DIRECTIONS FOR THIS TASK: Output all of the entries exactly as they are given.

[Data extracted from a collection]
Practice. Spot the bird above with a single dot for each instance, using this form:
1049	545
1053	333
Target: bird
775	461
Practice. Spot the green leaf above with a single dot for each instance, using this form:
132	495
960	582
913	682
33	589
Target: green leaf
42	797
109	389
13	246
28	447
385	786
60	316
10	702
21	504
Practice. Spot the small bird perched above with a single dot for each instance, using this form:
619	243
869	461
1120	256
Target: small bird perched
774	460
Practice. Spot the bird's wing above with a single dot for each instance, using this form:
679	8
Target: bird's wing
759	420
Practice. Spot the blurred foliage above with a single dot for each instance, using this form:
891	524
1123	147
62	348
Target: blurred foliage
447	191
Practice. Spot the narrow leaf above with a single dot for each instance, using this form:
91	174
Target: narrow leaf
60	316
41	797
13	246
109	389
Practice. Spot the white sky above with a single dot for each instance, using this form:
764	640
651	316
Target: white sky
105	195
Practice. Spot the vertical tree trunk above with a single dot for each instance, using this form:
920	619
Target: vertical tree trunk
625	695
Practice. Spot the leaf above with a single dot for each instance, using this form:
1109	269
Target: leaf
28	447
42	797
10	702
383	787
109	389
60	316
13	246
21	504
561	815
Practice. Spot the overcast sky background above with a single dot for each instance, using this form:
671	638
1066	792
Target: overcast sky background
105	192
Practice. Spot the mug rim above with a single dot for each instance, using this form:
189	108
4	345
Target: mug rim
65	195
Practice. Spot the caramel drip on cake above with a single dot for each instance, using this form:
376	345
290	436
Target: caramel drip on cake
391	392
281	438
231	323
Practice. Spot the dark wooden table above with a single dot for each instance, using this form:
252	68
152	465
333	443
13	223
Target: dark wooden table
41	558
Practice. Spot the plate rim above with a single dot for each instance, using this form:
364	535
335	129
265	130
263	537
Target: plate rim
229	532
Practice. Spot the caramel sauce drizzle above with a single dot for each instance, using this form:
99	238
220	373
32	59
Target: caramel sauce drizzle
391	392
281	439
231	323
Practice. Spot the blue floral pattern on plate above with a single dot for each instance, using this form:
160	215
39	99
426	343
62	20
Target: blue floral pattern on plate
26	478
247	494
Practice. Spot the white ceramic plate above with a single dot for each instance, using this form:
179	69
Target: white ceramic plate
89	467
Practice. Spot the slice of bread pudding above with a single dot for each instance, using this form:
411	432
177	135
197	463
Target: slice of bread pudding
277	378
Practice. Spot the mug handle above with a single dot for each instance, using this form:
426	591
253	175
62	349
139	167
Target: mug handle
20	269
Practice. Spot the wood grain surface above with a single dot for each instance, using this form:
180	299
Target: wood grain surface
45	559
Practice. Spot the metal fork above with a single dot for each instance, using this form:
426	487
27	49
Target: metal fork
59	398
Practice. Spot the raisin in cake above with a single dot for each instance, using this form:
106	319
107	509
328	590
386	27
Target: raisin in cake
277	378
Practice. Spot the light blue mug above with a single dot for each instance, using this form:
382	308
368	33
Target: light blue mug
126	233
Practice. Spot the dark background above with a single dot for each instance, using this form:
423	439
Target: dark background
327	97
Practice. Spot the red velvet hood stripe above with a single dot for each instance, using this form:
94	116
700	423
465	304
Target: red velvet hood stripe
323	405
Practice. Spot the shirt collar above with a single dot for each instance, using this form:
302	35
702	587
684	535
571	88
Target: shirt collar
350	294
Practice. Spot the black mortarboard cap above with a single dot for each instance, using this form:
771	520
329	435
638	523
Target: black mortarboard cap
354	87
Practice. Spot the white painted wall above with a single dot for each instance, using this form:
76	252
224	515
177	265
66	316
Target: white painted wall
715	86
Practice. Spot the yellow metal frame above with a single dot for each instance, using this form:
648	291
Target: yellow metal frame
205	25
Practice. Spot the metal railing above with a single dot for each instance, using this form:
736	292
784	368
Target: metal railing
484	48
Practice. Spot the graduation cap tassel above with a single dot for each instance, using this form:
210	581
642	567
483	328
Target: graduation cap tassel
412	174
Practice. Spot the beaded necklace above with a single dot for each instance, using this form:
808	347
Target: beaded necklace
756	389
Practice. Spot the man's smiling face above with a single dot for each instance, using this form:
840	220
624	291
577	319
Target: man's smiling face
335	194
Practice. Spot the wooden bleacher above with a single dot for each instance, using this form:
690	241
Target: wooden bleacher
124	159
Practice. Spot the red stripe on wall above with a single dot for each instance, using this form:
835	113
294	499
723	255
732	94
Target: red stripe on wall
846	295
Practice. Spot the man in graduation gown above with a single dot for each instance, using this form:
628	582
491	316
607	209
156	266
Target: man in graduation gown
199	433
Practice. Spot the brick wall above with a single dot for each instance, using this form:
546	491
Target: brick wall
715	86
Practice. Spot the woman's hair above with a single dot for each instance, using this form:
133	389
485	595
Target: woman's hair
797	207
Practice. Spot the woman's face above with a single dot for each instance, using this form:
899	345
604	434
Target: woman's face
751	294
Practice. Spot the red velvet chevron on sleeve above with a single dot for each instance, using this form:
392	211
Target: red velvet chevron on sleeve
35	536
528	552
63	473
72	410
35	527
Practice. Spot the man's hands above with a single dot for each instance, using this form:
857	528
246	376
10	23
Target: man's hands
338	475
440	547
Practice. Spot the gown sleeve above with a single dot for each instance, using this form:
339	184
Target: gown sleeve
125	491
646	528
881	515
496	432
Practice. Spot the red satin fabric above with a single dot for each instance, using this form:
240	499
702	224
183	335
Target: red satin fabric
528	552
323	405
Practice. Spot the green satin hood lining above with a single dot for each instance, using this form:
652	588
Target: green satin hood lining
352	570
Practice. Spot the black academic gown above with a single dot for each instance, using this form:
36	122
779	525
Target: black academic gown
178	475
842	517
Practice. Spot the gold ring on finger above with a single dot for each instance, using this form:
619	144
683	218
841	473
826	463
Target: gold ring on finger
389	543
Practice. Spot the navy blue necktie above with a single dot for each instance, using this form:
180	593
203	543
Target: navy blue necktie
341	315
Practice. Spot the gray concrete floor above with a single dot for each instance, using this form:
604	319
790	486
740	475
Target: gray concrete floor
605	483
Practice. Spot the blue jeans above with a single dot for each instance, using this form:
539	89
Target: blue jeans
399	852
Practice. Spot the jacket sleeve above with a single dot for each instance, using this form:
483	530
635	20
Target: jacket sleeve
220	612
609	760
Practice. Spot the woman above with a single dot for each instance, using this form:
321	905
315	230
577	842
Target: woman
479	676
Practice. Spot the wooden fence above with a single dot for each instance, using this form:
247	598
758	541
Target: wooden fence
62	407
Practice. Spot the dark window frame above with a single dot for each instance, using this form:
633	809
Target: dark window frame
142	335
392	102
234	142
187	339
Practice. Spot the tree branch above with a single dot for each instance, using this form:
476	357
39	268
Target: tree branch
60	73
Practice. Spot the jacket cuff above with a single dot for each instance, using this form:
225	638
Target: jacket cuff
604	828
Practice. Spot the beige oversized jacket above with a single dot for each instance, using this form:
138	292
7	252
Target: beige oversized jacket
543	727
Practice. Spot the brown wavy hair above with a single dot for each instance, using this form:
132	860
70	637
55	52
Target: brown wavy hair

TASK SOLUTION:
Practice. Spot the bird above with a single dot for each instance, using this form:
1049	545
1053	333
Target: bird
775	461
Practice. Spot the green leaf above with a single dot for each instance, using this form:
132	495
960	582
913	682
33	589
Target: green leaf
42	797
109	389
13	246
28	447
385	786
60	316
10	702
21	504
Practice. Spot the small bird perched above with a single dot for each instance, using this form:
619	243
869	461
1120	256
Target: small bird perched
774	460
Practice. Spot the bird's wing above with a single dot for each instance, using this form:
679	8
Target: bird's wing
759	420
Practice. Spot the blurred foliage above with a single dot for each instance, using this form:
891	524
1123	147
62	348
Target: blurred foliage
447	191
Practice. Spot the narrow leaf above with a single dot for each instance, using this form:
91	174
Target: narrow leaf
60	316
41	797
13	246
109	389
Practice. Spot the white sky above with a single dot for each instance, using this form:
764	640
651	316
Target: white sky
105	195
Practice. Spot the vertical tree trunk above with a single dot for each instance, using this form:
920	619
Target: vertical tree trunk
625	695
Practice. Spot the leaf above with a single dot for each instance, using this form:
1109	269
Target: leaf
28	447
42	797
10	702
383	787
109	389
60	316
13	246
21	504
561	815
Practice. Spot the overcast sky background above with a single dot for each instance, using this form:
671	638
1066	792
Target: overcast sky background
105	192
Practice. Spot the mug rim above with a single dot for each instance, using this form:
189	108
4	345
Target: mug rim
65	195
Practice. Spot the caramel drip on cake above with a single dot for each instance, using this form:
376	345
290	436
Target: caramel drip on cake
391	392
281	438
231	323
Practice. Spot the dark wooden table above with a single dot for each instance, using this form:
252	68
152	465
333	443
13	223
Target: dark wooden table
41	558
Practice. Spot the plate rim above with a single dot for each instance, using this form:
364	535
335	129
265	130
263	537
Target: plate rim
229	532
Practice. Spot the caramel sauce drizzle above with a single dot for each instance, using this form:
99	238
220	373
32	59
Target: caramel sauce drizzle
391	392
281	439
231	323
Practice. Spot the blue floral pattern on plate above with a single dot for each instance, using this form:
160	215
39	99
426	343
62	20
Target: blue floral pattern on plate
26	478
247	494
Practice. Spot the white ceramic plate above with a single dot for each instance, using this form:
179	69
Target: white ceramic plate
89	467
Practice. Spot the slice of bread pudding above with a single dot for each instance, using this form:
411	432
177	135
197	463
Target: slice of bread pudding
277	378
Practice. Spot the mug handle above with a single dot for each instance, using this form:
426	591
253	175
62	349
139	167
Target: mug handle
20	269
Practice. Spot the wood grain surface above with a single dot for each instance, using this form:
180	299
Target: wood grain surface
45	559
Practice. Spot the metal fork above with a single dot for each instance, using this form:
426	487
27	49
Target: metal fork
59	398
Practice. Spot the raisin in cake above with a single dot for each instance, using this form:
106	319
107	509
328	590
386	27
Target: raisin in cake
277	378
Practice. Spot the light blue mug above with a single dot for each instance, using this form:
382	308
368	33
Target: light blue mug
126	233
Practice. Spot the dark background above with a single dot for each instance, using this form:
423	439
Target: dark background
327	97
Practice. Spot the red velvet hood stripe above with a single dot for each instance, using this form:
94	116
700	423
465	304
Target: red velvet hood stripe
323	405
Practice. Spot the shirt collar above with a single dot for each instance, using this form:
302	35
702	587
684	535
571	88
Target: shirt collar
350	294
Practice. Spot the black mortarboard cap above with a single dot for each instance, using this form:
771	520
329	435
638	523
Target: black mortarboard cap
354	87
Practice. Spot the white painted wall above with a single dot for each instance, using this form:
76	252
224	515
177	265
66	316
Target: white painted wall
715	86
Practice. Spot the yellow metal frame above with a single dot for each instance, using this form:
648	291
Target: yellow metal frame
205	25
Practice. Spot the metal railing above with a single dot for each instance, using this form:
736	292
784	368
Target: metal railing
484	48
Practice. Spot the graduation cap tassel above with a single dot for each instance, using this form:
210	581
642	567
483	328
Target: graduation cap tassel
412	174
Practice. Spot the beaded necklace above with a single dot for each instance, using this form:
808	347
Target: beaded necklace
756	389
Practice. Spot the man's smiling face above with a single dot for each instance, using this form:
840	220
624	291
577	319
Target: man's smiling face
335	194
Practice. Spot the wooden bleacher above with a single dot for each instance, using this form:
690	241
Target: wooden bleacher
124	159
Practice. Spot the red stripe on wall above with a single dot for each instance, using this form:
835	113
294	499
723	255
732	94
Target: red stripe on wall
846	295
Practice. Spot the man in graduation gown above with a single dot for each instance, using this form:
628	582
491	316
607	209
156	266
Target: man in graduation gown
199	433
Practice. Spot the brick wall above with a single dot for each instance, using this form:
546	491
Target: brick wall
715	86
Practice. Spot the woman's hair above with a single dot for each instance, using this form:
133	389
485	595
Target: woman's hair
797	207
Practice. Spot the woman's face above with a single dot for each instance, using this form:
899	345
604	434
Target: woman's face
751	294
Practice. Spot the red velvet chevron on sleeve above with a single dot for each instance, using this form:
392	211
Target: red velvet chevron on sleeve
35	536
528	552
63	473
72	410
35	527
Practice. Spot the man's hands above with a single dot for each instance, using this form:
857	528
246	376
10	23
Target: man's hands
338	475
440	547
Practice. Spot the gown sleeve above with a single dot for each instance, using this form:
339	184
Target: gown sleeve
125	491
646	528
881	515
496	432
Practice. Spot the red satin fabric above with a single dot for each instance, using this form:
240	499
702	224
183	335
Target: red satin fabric
528	552
323	405
Practice. Spot the green satin hood lining above with a single dot for each instance, using this form:
652	588
Target: green satin hood lining
352	570
Practice. Spot the black academic gown above with a single dot for each instance, using this form:
36	122
779	525
Target: black academic gown
178	475
842	517
Practice. Spot the gold ring on finger above with a single dot for each instance, using this form:
619	144
683	218
841	473
826	463
Target: gold ring on finger
389	543
Practice. Spot the navy blue necktie above with a single dot for each instance, using this form:
180	593
203	543
Target: navy blue necktie
341	315
Practice. Spot the gray concrete floor above with a single dot for each instance, using this form:
604	319
790	486
740	475
Target: gray concrete floor
605	483
Practice. Spot the blue jeans above with a single dot for each instance, using this form:
539	89
Target: blue jeans
399	852
Practice. Spot the jacket sleeve above with a single dot for each instance, using this form:
483	530
635	20
Target: jacket sleeve
220	612
609	760
Practice. Spot the woman above with a single dot for each instance, using this form:
321	905
315	230
577	842
Target: woman
479	676
Practice. Spot the wooden fence above with a single dot for each instance, using this form:
247	598
758	541
Target: wooden fence
62	407
Practice. Spot the dark window frame above with a single dot for each instance, using this form:
633	809
Target: dark window frame
142	335
392	102
234	142
187	339
Practice. Spot the tree branch above with a single dot for each instance, using this form:
476	357
39	268
Target: tree branch
60	73
Practice. Spot the jacket cuff above with a single dot for each instance, using this form:
225	638
Target: jacket cuff
604	828
Practice. Spot the beige oversized jacket above with a single dot for each instance, using this form:
138	292
7	252
Target: beige oversized jacket
543	727
Practice. Spot the brown wavy hair above with a single dot for each instance, using this form:
132	860
70	637
55	52
Target: brown wavy hair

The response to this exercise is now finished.